* Your task
Copy the data from the first line through the line holding "[17,140,36,170]", inclusive, substituting "outline" for "mark" and leaving everything else unchanged.

* Material for this exercise
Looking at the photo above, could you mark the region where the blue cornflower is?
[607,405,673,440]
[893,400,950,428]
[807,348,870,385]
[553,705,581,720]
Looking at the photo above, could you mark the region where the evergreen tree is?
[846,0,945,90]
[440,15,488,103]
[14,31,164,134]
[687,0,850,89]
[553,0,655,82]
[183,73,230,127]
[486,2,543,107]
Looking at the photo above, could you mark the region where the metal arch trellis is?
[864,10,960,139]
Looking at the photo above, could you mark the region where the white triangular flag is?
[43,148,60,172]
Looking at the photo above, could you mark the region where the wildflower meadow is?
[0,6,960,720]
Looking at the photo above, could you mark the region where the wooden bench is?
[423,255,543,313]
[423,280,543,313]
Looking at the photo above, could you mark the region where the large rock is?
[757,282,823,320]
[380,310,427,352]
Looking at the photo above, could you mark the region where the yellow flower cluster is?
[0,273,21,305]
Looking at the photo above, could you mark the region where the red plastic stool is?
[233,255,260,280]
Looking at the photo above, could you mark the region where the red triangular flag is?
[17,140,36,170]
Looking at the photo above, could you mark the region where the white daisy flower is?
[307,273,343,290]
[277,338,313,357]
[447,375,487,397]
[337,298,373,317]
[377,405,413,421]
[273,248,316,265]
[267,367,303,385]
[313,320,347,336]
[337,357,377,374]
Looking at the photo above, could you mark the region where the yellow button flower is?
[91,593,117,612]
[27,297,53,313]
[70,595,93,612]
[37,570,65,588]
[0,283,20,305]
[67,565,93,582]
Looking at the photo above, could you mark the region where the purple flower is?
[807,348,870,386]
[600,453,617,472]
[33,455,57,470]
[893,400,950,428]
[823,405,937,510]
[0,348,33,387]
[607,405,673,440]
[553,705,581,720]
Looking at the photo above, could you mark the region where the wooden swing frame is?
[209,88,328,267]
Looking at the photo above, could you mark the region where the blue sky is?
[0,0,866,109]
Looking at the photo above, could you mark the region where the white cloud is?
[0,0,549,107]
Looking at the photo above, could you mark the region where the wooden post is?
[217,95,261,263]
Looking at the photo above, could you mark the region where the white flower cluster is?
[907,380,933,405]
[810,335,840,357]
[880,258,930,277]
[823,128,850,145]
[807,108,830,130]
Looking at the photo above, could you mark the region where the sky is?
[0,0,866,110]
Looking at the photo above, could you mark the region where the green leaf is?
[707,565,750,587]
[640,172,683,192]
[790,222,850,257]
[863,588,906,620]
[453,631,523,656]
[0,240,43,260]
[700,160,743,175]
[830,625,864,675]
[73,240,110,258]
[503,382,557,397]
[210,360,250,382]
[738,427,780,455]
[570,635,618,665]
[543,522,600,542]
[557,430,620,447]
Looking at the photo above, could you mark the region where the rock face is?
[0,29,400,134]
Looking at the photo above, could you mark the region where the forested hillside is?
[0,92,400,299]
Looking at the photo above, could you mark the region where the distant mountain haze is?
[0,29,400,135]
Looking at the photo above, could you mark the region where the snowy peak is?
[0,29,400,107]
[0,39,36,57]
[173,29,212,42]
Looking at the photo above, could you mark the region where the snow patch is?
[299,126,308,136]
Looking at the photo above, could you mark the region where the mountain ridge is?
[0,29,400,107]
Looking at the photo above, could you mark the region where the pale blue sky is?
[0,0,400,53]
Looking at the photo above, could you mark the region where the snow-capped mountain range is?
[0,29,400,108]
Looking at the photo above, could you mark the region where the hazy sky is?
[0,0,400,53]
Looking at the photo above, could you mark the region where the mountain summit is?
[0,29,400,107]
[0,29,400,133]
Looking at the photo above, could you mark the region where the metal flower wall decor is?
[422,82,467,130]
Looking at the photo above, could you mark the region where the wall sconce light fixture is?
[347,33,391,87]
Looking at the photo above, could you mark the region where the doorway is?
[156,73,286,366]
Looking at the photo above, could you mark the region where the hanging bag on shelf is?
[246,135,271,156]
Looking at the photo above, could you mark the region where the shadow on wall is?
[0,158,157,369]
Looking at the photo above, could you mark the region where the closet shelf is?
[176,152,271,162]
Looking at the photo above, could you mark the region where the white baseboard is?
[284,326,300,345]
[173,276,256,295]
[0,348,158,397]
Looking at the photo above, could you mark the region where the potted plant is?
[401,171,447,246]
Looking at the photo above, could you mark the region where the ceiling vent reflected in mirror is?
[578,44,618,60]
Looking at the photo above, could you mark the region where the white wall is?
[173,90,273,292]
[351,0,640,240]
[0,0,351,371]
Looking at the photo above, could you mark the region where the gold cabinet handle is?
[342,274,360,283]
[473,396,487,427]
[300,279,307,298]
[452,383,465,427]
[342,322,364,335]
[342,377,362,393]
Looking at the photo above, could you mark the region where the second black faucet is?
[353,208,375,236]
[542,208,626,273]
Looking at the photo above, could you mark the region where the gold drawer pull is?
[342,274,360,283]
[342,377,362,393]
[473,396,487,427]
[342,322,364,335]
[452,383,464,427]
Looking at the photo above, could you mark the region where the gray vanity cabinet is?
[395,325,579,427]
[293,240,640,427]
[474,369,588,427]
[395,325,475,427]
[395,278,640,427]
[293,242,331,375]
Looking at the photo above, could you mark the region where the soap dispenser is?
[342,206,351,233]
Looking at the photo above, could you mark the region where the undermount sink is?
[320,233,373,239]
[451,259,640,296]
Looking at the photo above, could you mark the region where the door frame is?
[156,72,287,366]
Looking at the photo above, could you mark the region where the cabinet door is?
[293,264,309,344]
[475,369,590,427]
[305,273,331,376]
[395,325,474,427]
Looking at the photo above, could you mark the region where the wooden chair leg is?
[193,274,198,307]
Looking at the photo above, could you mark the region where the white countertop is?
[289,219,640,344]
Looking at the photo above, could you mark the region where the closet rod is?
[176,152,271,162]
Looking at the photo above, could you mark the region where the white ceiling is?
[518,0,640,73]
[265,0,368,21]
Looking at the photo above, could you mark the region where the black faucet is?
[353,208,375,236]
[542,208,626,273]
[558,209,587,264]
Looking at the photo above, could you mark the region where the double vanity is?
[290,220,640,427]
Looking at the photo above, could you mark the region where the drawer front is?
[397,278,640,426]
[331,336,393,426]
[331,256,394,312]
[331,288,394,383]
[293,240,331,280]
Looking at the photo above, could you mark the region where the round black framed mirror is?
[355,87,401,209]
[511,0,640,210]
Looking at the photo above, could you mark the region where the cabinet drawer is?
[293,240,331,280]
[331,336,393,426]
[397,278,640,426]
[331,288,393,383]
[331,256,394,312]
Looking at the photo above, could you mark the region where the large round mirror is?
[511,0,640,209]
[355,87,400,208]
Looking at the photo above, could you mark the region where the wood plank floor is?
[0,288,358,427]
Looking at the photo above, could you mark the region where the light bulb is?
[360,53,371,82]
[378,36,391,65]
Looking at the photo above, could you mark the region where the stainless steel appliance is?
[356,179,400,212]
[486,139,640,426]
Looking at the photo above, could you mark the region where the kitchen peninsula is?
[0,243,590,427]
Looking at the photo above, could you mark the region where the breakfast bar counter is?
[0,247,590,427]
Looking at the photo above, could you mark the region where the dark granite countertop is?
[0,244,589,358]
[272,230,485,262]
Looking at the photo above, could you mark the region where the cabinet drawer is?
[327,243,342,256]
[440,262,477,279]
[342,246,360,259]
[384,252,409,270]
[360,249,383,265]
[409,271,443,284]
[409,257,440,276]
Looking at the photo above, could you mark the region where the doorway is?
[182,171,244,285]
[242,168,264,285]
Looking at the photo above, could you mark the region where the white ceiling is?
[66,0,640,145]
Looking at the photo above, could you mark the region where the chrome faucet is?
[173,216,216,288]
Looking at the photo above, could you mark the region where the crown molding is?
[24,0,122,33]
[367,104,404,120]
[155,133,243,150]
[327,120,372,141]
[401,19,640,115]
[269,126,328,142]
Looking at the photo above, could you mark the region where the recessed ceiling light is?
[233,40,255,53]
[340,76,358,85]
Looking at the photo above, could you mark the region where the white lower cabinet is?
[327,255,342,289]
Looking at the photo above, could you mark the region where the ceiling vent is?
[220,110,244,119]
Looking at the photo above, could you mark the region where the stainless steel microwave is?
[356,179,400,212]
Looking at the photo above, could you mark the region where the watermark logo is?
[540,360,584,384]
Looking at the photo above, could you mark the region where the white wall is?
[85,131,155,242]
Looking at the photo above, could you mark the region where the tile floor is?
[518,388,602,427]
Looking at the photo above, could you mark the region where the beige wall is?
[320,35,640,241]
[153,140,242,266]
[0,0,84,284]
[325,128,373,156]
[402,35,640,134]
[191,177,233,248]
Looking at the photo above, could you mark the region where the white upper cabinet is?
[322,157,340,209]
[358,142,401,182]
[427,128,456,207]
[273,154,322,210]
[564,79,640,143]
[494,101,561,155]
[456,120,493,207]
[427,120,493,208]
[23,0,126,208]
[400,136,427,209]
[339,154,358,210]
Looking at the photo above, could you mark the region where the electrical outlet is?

* Answer to the exercise
Looking at the photo above, could you outline the region where the blue cornflower is?
[607,405,673,440]
[893,400,950,428]
[807,348,870,385]
[553,705,581,720]
Looking at the photo above, could you outline the region where the evergreen tree is?
[846,0,945,90]
[440,15,488,103]
[14,31,164,134]
[687,0,850,89]
[553,0,655,82]
[183,73,230,127]
[486,2,543,107]
Looking at the photo above, could you outline the region where the metal arch trellis is?
[864,10,960,139]
Looking at the photo above, could you outline the region where the white triangular flag is?
[43,148,60,172]
Looking at the photo above, could you outline the region where the wildflower meadow is?
[0,6,960,720]
Looking at the photo above, could you outline the region where the wooden bench is?
[423,255,543,313]
[423,280,543,313]
Looking at the photo above, could you outline the region where the large rock is?
[757,282,823,320]
[380,310,427,352]
Looking at the photo above, could you outline the region where the yellow flower cluster is?
[0,273,21,305]
Looking at the photo above, could you outline the region where the red plastic stool is?
[233,255,260,280]
Looking at the photo above, could you outline the region where the red triangular flag is?
[17,140,36,170]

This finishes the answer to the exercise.